## TASK OBJECTIVE
Copy out the records line for line, starting at the very beginning and continuing through the line that contains "71], [251, 71]]", including that line.

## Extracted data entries

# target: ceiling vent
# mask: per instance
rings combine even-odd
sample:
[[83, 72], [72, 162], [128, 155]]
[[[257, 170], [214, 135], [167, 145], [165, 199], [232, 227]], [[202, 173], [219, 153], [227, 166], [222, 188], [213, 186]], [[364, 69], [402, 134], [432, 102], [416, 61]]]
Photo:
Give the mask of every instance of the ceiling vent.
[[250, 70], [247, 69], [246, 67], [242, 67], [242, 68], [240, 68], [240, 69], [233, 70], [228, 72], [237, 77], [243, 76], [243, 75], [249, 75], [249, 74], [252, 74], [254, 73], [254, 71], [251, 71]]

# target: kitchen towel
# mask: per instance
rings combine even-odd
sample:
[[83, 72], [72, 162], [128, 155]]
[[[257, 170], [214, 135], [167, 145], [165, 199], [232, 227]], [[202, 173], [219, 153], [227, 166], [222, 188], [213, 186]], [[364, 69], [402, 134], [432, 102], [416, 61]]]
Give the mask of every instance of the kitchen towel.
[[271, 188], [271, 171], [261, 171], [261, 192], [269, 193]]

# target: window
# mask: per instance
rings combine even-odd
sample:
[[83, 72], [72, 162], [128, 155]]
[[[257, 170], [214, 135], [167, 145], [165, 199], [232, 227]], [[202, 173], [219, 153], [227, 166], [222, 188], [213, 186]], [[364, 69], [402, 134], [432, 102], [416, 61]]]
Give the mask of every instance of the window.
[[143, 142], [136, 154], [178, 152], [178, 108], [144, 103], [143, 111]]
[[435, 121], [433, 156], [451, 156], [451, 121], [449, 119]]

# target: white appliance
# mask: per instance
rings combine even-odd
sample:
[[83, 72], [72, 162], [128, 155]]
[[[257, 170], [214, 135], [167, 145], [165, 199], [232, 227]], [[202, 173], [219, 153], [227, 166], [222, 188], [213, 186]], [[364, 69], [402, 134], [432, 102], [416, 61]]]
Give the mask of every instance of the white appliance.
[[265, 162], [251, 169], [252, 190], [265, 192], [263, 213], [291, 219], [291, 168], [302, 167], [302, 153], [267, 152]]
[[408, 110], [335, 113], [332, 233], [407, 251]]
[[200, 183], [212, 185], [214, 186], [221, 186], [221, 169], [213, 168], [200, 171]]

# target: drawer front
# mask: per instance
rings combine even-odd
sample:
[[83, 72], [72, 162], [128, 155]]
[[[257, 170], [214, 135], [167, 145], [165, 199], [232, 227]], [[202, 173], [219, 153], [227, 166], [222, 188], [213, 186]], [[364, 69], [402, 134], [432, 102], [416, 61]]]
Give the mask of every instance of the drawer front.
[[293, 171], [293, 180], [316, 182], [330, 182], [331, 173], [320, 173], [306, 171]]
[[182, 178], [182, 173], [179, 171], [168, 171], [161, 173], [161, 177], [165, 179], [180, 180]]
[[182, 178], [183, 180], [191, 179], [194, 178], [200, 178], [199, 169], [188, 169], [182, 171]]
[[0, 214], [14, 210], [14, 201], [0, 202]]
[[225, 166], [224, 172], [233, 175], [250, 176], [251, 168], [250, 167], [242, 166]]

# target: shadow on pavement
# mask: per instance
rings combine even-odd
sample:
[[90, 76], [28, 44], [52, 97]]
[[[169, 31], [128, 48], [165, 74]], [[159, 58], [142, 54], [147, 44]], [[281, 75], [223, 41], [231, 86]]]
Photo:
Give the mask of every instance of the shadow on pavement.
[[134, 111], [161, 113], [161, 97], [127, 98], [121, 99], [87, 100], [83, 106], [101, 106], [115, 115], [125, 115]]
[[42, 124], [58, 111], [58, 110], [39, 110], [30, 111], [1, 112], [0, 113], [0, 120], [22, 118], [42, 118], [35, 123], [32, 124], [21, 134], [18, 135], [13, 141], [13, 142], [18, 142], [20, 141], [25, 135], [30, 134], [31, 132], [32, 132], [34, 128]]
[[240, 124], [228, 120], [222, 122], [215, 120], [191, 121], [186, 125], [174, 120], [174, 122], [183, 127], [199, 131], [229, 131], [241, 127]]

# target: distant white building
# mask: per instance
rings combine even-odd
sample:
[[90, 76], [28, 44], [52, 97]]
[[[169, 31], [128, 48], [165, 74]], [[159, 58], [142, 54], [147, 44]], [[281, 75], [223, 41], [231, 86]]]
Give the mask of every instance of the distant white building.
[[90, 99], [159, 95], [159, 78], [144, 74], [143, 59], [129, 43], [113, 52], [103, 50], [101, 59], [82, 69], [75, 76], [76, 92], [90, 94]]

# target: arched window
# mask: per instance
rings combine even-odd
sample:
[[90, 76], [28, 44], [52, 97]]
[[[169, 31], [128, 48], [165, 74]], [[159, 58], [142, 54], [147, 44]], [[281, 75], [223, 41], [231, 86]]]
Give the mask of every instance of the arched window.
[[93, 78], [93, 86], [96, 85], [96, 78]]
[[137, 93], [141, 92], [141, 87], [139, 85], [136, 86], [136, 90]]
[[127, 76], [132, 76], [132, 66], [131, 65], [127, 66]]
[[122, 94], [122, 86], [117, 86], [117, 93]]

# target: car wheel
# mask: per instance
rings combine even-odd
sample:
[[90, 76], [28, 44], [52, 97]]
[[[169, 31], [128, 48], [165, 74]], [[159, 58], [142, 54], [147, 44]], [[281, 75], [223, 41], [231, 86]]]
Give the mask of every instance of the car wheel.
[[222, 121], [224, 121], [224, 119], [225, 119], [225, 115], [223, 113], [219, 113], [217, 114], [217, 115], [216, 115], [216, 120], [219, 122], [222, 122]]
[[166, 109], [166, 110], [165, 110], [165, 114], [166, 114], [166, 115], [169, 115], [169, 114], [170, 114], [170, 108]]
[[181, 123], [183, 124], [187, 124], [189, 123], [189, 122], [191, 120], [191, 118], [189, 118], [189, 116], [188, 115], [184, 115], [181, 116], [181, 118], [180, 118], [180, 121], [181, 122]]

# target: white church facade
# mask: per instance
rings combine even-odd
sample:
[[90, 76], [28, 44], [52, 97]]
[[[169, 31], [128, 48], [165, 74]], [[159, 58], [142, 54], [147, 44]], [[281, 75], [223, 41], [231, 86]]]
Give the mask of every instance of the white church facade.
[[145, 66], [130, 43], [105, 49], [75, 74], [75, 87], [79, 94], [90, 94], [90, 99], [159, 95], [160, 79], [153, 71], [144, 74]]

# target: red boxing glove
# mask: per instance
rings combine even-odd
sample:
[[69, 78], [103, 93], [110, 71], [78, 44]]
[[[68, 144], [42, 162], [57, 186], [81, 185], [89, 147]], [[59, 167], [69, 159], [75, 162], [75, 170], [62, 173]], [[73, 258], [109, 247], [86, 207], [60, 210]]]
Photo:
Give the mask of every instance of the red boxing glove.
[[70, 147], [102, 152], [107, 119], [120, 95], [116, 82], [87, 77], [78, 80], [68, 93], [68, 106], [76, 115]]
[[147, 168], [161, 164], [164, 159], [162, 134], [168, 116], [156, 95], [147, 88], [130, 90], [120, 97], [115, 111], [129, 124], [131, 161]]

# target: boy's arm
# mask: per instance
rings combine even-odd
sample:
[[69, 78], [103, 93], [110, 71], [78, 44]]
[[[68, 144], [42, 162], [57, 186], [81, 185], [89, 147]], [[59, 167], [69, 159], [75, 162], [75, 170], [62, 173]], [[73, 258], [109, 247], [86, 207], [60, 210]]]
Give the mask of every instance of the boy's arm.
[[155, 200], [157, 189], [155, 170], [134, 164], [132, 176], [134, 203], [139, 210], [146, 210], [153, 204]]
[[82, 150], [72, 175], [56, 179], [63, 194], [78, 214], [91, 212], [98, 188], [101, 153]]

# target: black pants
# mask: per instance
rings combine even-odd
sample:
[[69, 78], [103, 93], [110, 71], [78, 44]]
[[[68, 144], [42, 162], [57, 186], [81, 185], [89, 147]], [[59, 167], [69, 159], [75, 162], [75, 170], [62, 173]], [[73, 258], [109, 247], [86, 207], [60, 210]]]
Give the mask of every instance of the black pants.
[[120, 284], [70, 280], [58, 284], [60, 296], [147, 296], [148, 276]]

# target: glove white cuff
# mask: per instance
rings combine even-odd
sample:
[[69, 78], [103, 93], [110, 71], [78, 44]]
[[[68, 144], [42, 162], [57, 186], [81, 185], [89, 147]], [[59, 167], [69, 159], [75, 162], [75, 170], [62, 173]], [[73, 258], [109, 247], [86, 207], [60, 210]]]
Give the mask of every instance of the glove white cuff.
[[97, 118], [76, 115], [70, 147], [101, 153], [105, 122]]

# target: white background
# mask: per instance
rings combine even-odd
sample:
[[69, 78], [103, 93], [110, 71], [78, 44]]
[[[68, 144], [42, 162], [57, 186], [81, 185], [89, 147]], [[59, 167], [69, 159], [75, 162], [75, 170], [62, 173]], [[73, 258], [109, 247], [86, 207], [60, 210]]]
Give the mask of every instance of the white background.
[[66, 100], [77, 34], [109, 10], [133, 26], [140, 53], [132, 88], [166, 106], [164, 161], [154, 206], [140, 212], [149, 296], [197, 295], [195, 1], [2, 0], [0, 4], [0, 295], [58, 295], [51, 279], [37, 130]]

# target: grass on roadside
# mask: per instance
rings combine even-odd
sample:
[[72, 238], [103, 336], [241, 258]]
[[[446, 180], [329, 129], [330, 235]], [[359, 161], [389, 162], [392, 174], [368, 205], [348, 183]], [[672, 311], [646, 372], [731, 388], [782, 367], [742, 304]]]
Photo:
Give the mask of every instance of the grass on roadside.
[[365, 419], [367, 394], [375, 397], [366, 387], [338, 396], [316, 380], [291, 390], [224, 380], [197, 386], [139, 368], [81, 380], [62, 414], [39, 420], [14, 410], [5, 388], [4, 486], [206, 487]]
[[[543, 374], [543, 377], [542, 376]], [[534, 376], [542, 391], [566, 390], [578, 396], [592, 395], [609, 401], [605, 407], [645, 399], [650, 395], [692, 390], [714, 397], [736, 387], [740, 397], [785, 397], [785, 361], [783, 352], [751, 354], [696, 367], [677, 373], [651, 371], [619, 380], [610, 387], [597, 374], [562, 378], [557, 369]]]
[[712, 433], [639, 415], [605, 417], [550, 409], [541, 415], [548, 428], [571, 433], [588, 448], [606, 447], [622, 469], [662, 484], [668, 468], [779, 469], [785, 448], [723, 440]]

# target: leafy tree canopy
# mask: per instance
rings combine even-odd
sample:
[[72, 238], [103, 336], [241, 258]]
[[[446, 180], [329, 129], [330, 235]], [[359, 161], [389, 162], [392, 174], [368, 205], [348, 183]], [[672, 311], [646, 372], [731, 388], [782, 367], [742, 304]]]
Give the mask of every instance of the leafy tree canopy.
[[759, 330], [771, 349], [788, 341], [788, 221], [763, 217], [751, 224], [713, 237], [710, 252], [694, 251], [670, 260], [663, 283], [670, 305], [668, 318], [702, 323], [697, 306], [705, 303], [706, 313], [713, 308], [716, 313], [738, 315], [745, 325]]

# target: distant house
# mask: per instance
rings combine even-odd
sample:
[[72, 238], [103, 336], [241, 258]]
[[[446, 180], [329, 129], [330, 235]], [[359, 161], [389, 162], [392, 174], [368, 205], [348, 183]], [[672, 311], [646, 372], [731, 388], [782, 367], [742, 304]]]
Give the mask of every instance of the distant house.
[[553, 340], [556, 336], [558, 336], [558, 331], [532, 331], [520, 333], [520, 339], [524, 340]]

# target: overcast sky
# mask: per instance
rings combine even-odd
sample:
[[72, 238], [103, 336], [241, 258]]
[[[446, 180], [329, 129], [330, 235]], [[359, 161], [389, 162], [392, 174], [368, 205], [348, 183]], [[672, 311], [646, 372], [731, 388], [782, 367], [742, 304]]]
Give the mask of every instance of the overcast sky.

## ANSWER BELOW
# target: ceiling vent
# mask: per instance
rings combine even-odd
sample:
[[83, 72], [72, 162], [128, 155]]
[[[257, 170], [214, 135], [167, 145], [165, 199], [232, 227]], [[202, 173], [219, 153], [227, 166], [222, 188], [213, 186]], [[364, 69], [402, 134], [432, 102], [416, 61]]]
Photo:
Give the mask of every instance of the ceiling vent.
[[250, 70], [247, 69], [246, 67], [242, 67], [242, 68], [240, 68], [240, 69], [233, 70], [228, 72], [237, 77], [243, 76], [243, 75], [249, 75], [249, 74], [252, 74], [254, 73], [254, 71], [251, 71]]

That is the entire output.